WHAT IS NEEDED: Copy out the rows below without any change, beginning with the row that contains "The function indicates a point for each instance of the bcci" and continuing through the final row.

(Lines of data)
>>>

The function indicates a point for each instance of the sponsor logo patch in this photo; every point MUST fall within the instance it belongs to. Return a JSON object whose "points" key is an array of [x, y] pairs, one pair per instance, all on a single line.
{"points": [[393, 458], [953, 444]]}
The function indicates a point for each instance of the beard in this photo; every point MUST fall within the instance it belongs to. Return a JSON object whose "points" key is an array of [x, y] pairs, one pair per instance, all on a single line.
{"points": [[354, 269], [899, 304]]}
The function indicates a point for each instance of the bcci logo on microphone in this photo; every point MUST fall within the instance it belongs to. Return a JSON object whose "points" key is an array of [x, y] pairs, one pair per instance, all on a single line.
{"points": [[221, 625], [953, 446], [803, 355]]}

<<<

FULL ANSWER:
The function indicates a point for each instance of the bcci logo on microphone in this photo; every point MUST fall within the instance it belongs to. Return a JSON object whose "points" key is an array of [x, y] pairs, one pair per instance, all on a single line.
{"points": [[221, 625], [953, 446], [803, 355]]}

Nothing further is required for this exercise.